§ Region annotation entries
────────────────────
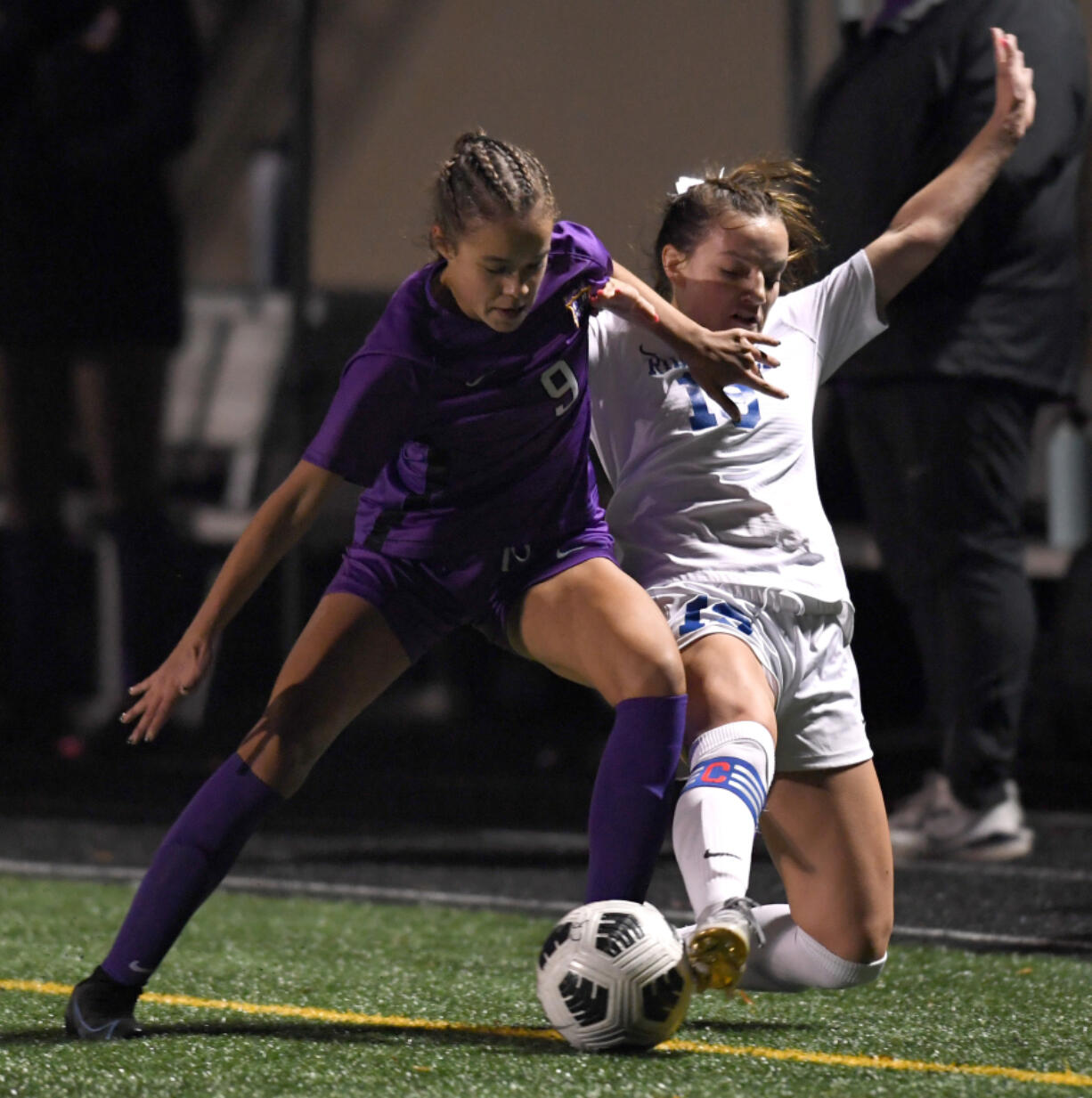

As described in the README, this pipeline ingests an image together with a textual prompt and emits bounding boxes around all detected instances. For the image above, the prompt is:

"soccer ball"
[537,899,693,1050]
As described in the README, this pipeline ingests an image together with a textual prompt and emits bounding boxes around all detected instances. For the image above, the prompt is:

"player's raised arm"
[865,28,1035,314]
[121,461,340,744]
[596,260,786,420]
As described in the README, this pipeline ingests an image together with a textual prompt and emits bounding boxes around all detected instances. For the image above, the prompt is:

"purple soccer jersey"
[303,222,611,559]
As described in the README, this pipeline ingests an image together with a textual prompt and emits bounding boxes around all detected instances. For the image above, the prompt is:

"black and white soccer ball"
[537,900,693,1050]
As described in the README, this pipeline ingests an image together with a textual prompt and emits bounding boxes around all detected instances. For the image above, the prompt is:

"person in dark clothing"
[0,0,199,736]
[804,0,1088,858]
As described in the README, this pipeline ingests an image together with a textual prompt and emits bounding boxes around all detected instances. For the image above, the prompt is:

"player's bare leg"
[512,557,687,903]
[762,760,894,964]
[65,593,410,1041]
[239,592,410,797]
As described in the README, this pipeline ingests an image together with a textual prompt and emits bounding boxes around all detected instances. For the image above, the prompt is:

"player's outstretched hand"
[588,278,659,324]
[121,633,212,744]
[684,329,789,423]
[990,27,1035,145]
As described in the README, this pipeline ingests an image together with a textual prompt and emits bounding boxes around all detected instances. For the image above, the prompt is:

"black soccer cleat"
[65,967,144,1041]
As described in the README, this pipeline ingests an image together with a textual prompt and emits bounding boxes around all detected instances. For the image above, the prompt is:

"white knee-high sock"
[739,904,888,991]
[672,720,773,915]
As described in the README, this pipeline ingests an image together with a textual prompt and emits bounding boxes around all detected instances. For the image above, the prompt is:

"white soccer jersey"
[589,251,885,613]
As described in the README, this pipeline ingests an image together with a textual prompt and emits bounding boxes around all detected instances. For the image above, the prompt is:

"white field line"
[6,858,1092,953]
────────────────────
§ Objective
Every entry above should be duplicated exactly. Do not include the images.

§ Written solution
As described in the README, this pipeline ingests an image together with a textual prompt and emits bounding boxes around all detected instances. For the image above, the prompt is:

"soccer ball"
[537,899,693,1050]
As described in the README, this pipeline ingests an image together with a textual prompt and emits bounding boxes around all detected instances. For the image above, the prompt is:

"player's raised arm"
[865,28,1035,314]
[121,461,340,744]
[596,260,786,420]
As described in the README, this pipeline ingests an image together with a textual prompt and emits bounding boxes around all detected instances. For the image above, the prompt is:

"purple soccer jersey"
[303,222,611,559]
As described in the README, this pipeline ingests an image together with a textual prompt and emits bounding boxes around all detected instances. For the image above, the prompt is:

"black and white soccer ball"
[537,900,693,1050]
As described in the README, this pipeline ingests an image together with a textual prompt and emits bounding boxes around all detected instances. For the image above, the prompt is:

"person in dark clothing"
[0,0,199,736]
[804,0,1088,858]
As described in the README, this pipeline ingests an image together with a textual prompt and emits bounding boxes around all detected instances. For the image above, the prompt is:

"player's bare leg"
[512,557,687,903]
[762,760,894,964]
[65,593,410,1041]
[239,592,410,797]
As described in the README, this pipeline ingests an image together with a textual prompt and emits bounding boxes around all detected instances. For the image above, the prompt is:

"player's outstretched hand"
[588,278,659,324]
[121,633,212,744]
[684,329,789,423]
[990,27,1035,145]
As described in the README, this pipeline ingests an image together with a textual prompt and emits bounding boxes around all detected instances. For the image above, the prompt is:

"black soccer cleat"
[65,967,144,1041]
As described in the README, this pipeline ingests an image together with a textual prompt and emits bounding boxes around all detected instances. For the image above, the prompt is:

"white knee-high sock"
[739,904,888,991]
[672,720,773,915]
As described in the README, this pipeline ingests an image together with a textual prompt and emits bounding boxes around all detected instances. For the image above, the prompt is:

"white soccer jersey"
[589,251,885,613]
As described in the README, this pipeline ingests an image together with a textual prompt and emits bounding boxes around all detected instances. For the image above, the prompt is:

"white field line"
[6,858,1092,953]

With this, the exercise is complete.